WHAT IS ASKED:
Can you output all of the records below as a numbered list, with blank lines dropped and the pictures left out?

Some records:
-- start --

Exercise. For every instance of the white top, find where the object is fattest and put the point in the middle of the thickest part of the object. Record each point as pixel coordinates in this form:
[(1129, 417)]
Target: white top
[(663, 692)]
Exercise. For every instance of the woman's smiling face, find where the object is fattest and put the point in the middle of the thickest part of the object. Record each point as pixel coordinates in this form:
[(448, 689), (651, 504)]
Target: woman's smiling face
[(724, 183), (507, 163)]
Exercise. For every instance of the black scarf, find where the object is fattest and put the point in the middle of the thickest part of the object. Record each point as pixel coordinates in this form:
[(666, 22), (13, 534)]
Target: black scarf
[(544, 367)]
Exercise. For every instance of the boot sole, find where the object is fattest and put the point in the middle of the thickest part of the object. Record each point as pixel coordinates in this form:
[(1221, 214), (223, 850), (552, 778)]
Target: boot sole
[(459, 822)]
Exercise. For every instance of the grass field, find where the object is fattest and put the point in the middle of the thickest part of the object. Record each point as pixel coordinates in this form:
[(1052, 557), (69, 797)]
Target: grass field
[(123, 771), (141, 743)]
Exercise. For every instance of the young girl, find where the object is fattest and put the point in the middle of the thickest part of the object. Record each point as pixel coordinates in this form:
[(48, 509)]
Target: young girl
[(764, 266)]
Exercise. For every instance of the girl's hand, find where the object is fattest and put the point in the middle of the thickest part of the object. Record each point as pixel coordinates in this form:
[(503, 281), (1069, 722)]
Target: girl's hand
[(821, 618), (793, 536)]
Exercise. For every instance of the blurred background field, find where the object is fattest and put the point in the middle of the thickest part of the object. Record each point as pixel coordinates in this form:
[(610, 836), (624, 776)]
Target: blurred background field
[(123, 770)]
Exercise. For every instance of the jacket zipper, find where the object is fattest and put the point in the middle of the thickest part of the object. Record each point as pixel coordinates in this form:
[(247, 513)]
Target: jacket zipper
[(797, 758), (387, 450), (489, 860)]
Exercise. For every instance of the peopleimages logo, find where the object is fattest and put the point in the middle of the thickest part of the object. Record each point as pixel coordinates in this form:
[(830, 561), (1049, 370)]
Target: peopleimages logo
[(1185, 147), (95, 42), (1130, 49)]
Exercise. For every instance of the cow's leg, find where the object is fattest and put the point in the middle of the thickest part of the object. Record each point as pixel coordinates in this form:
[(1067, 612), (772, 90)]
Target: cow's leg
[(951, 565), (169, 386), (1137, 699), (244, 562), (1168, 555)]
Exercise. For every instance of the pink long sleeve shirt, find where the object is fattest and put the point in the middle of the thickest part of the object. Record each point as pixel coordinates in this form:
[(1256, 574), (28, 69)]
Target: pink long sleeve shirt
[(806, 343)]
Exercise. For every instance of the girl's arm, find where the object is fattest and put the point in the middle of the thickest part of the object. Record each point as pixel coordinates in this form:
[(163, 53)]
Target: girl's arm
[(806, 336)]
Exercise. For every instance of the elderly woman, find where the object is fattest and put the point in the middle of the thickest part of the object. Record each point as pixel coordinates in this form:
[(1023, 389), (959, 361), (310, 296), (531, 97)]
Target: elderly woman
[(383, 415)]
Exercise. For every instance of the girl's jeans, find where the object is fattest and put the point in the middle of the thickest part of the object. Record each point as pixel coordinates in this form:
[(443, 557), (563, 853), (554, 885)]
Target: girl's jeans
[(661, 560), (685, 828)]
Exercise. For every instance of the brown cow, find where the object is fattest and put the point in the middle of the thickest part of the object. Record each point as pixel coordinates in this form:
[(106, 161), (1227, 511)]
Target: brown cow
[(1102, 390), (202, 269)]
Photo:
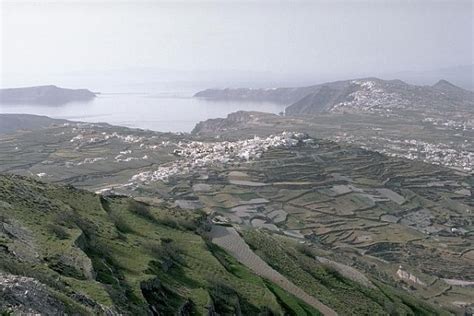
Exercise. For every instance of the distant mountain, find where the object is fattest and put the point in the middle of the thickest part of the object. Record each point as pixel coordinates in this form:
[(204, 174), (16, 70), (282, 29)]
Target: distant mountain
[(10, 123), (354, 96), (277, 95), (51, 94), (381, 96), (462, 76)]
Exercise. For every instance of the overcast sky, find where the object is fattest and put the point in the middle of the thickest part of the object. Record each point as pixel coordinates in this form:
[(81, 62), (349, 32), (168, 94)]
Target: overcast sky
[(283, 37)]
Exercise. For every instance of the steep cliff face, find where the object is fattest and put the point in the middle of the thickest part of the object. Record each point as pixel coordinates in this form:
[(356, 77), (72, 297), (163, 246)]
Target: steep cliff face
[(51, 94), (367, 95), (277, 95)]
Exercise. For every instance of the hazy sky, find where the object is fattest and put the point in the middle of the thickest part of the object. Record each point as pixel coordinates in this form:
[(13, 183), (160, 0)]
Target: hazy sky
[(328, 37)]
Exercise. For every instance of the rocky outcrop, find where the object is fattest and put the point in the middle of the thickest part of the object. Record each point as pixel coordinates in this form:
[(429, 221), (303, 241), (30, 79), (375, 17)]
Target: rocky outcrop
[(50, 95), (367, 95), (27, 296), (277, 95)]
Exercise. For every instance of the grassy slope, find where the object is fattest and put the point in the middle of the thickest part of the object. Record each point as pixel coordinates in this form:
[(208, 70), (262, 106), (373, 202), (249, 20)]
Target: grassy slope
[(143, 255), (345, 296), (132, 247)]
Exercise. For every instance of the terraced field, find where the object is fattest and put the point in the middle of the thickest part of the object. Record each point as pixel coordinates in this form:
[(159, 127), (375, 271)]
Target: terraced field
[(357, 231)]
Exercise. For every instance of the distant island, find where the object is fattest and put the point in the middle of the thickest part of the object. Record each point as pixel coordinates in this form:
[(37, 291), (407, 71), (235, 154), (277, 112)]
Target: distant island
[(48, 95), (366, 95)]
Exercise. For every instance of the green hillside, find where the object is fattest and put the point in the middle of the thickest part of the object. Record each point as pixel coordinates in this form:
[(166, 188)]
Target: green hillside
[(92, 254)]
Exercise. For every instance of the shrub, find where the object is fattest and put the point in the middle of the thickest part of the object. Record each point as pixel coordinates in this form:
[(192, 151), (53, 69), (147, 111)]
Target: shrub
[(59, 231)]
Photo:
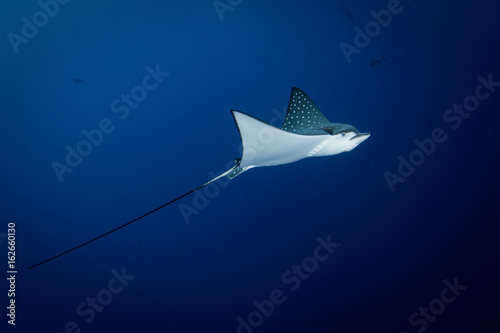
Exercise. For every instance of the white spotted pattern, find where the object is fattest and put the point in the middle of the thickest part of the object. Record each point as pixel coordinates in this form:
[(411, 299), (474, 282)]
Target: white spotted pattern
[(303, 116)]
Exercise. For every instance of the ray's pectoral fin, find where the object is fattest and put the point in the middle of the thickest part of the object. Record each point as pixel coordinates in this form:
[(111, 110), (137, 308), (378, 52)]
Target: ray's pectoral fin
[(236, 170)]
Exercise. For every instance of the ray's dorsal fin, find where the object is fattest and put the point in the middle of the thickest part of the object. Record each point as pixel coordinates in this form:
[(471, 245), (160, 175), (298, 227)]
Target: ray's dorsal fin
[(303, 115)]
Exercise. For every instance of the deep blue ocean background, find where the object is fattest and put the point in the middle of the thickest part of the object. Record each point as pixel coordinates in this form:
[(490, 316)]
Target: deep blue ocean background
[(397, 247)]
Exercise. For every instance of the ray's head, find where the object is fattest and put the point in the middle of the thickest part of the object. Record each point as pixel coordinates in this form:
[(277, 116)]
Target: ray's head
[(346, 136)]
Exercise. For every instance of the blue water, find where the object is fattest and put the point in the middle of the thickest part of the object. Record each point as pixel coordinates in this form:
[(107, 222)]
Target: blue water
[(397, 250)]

-- end --

RESPONSE TO THIS EXERCISE:
1. Exercise. For every instance of the white top, find where the object is fattest and put the point in the middle of the thickest part of the object. Record each point as pixel coordinates in this form:
2. [(1129, 417)]
3. Target: white top
4. [(663, 692)]
5. Exercise. For every instance of the woman's smiling face, find where the object is fattest and put the point in the middle of the thickest part of the object. Record each point as pixel coordinates in this form:
6. [(448, 689), (651, 504)]
7. Target: woman's smiling face
8. [(724, 183), (507, 163)]
9. Exercise. For every instance of the black scarf, find where the object is fattest and put the point in the middle of the thickest part of the object. Record each point as pixel coordinates in this form:
10. [(666, 22), (13, 534)]
11. Target: black scarf
12. [(544, 367)]
13. Exercise. For every instance of the boot sole, find where the object is fattest and put the point in the middle of the thickest part of the object. Record each point as pixel coordinates in this form:
14. [(1221, 214), (223, 850), (552, 778)]
15. Target: boot sole
16. [(459, 822)]
17. Exercise. For every instance of the grass field, find where the object is fattest and put the point in the middle of the thickest part of the object. Record each point as pixel coordinates in this form:
18. [(1052, 557), (69, 797)]
19. Target: grass field
20. [(123, 771), (141, 743)]
21. Exercise. For every instance of the young girl, find where the object is fattest and put the point in the middle of the thickest part of the object. Record each point as pixel coordinates in this form:
22. [(48, 509)]
23. Target: young girl
24. [(764, 266)]
25. Exercise. For every instance of the girl's hand, find where the object is fattest and put the point in the middle of the thickest part of the object. Record each point as pixel coordinates in this form:
26. [(503, 281), (1069, 722)]
27. Target: girl's hand
28. [(821, 618), (793, 536)]
29. Exercise. For every instance of the blurred background field, find where the object is fattest and put the point in the middle of the thickest part of the object. Record each point as pixel coordinates in this form:
30. [(610, 836), (624, 776)]
31. Target: blurred background field
32. [(123, 770)]
33. Exercise. For every instance of the jacket zipper, find where the object is fattest and put the point in the middle of the thickest part of the object. Record each point as pixel coordinates in this form:
34. [(247, 513)]
35. Target: jacket zipper
36. [(797, 758), (387, 450), (489, 860)]
37. Exercise. For every instance of the peopleimages logo, find where the object is fattest and put the point in the middle of the thickest part of the object. Record each point as pixel coordinates in this form:
38. [(830, 561), (1049, 370)]
39. Target: peopleimages logo
40. [(1185, 147), (95, 42), (1130, 49)]
41. Exercise. For every instance of the cow's leg, find where the object is fattest and put the point in the middle of the thickest part of the object. Record each point as pixel coordinates in this form:
42. [(1067, 612), (772, 90)]
43. Target: cow's leg
44. [(951, 565), (169, 386), (1137, 699), (244, 562), (1168, 555)]
45. Exercise. For every instance of the pink long sleeve shirt, find where the object is fattest and put the point in the middle of the thickest part of the object. Record each point as pixel coordinates in this form:
46. [(1256, 574), (28, 69)]
47. Target: pink long sleeve shirt
48. [(806, 343)]
49. Exercise. For every instance of the girl's arm, find where the object is fattest and put the point in the middle of the thickest part of the object. Record each point as pixel coordinates in this form:
50. [(163, 53)]
51. Target: girl's arm
52. [(806, 336)]
53. Exercise. For every instance of the elderly woman, find where the object is fattest and put the point in the middle of the thickest part of the object. Record each point as pixel coordinates in this form:
54. [(1023, 389), (959, 361), (310, 296), (531, 97)]
55. Target: elderly woman
56. [(383, 415)]
57. Exercise. For every instance of the girl's jeans, find where the object is fattest and put the point in the middle of the thickest part of the object. Record each point as pixel coordinates in this form:
58. [(443, 557), (563, 853), (554, 885)]
59. Target: girl's jeans
60. [(661, 560), (685, 828)]
61. Exercise. For every instance of the brown cow, find where the object is fattest and put the point in the middle of the thickest part of the object. Record each point as pixel coordinates in this form:
62. [(106, 161), (1227, 511)]
63. Target: brown cow
64. [(1102, 390), (202, 269)]
65. Photo:
66. Exercise. For every instance of the distant mountain, find where the object is fattest and put the point in the middle of the thickest part of the object. Record each point as pixel coordinates in this form:
67. [(204, 174), (16, 70), (282, 29)]
68. Target: distant mountain
69. [(10, 123), (354, 96), (277, 95), (51, 94), (381, 96), (462, 76)]
70. Exercise. For every instance of the overcast sky, find where the object is fattest and put the point in the middle of the thickest part of the object. Record each point as pixel coordinates in this form:
71. [(81, 62), (349, 32), (168, 94)]
72. Target: overcast sky
73. [(283, 37)]
74. Exercise. For every instance of the steep cliff face, find where the object is fattest and put the point in the middle of the thickest part of the object. Record each point as pixel coordinates in this form:
75. [(356, 77), (72, 297), (163, 246)]
76. Target: steep cliff face
77. [(51, 94), (367, 95), (277, 95)]
78. Exercise. For every instance of the hazy sky, find where the object is fattest and put the point in the middle of the thickest part of the object. Record each point as pixel coordinates in this form:
79. [(13, 183), (160, 0)]
80. Target: hazy sky
81. [(328, 37)]
82. Exercise. For every instance of the rocky outcrop, find where the object is fattest and put the point in the middle of the thickest part of the object. Record each point as pixel coordinates in this form:
83. [(429, 221), (303, 241), (30, 79), (375, 17)]
84. Target: rocky outcrop
85. [(50, 95), (367, 95), (27, 296), (277, 95)]
86. Exercise. For every instance of the grassy slope, find where the object is fattest and put the point in the middle of the thickest part of the object. Record each point as pixel coordinates in this form:
87. [(208, 70), (262, 106), (373, 202), (249, 20)]
88. Target: grassy slope
89. [(143, 255), (345, 296), (132, 247)]
90. Exercise. For every instance of the terraced field, find where the object is fattest and put the point in the middle of the thickest part of the object. Record each point as pixel coordinates in this form:
91. [(159, 127), (375, 271)]
92. Target: terraced field
93. [(357, 231)]
94. Exercise. For every instance of the distant island, find where the object is fattest and put the point in the middle of the thickest part of the object. Record each point as pixel coordinates in this form:
95. [(37, 291), (407, 71), (235, 154), (277, 112)]
96. Target: distant island
97. [(48, 95), (366, 95)]
98. Exercise. For every instance of the green hillside, find where the object is fattest and put the point in the middle of the thickest part of the object. Record each point as pixel coordinates in this form:
99. [(166, 188)]
100. Target: green hillside
101. [(92, 254)]
102. Exercise. For every instance of the shrub, find where the object is fattest and put the point in the middle of the thickest part of the object. Record each point as pixel coordinates in this form:
103. [(192, 151), (53, 69), (147, 111)]
104. Target: shrub
105. [(59, 231)]
106. Photo:
107. Exercise. For every instance of the white spotted pattern, find where the object is fattest and put the point in the middle of the thickest part of the object. Record each point as pixel coordinates in this form:
108. [(411, 299), (474, 282)]
109. Target: white spotted pattern
110. [(303, 116)]
111. Exercise. For every instance of the ray's pectoral fin, find where the object is fattest and put the point in the middle of the thickest part of the object. Record each point as pixel coordinates in this form:
112. [(111, 110), (137, 308), (378, 52)]
113. Target: ray's pectoral fin
114. [(236, 170)]
115. Exercise. For every instance of the ray's dorsal fin, find where the object is fattest and put the point in the middle of the thickest part of the object. Record each point as pixel coordinates in this form:
116. [(471, 245), (160, 175), (298, 227)]
117. Target: ray's dorsal fin
118. [(303, 115)]
119. Exercise. For every instance of the deep blue ocean background, find where the object is fattest and put the point in the middle of the thickest part of the object. Record each point as pixel coordinates in this form:
120. [(490, 316)]
121. Target: deep blue ocean background
122. [(397, 247)]
123. Exercise. For every instance of the ray's head, find where the object is fattest and put the point in the middle of the thickest part of the object. Record each point as pixel coordinates in this form:
124. [(277, 116)]
125. Target: ray's head
126. [(346, 136)]
127. Exercise. For every instance of the blue water, find where the object is fattest and put the point in the middle of the thickest part of the object. Record each point as pixel coordinates in this form:
128. [(107, 222)]
129. Target: blue water
130. [(397, 250)]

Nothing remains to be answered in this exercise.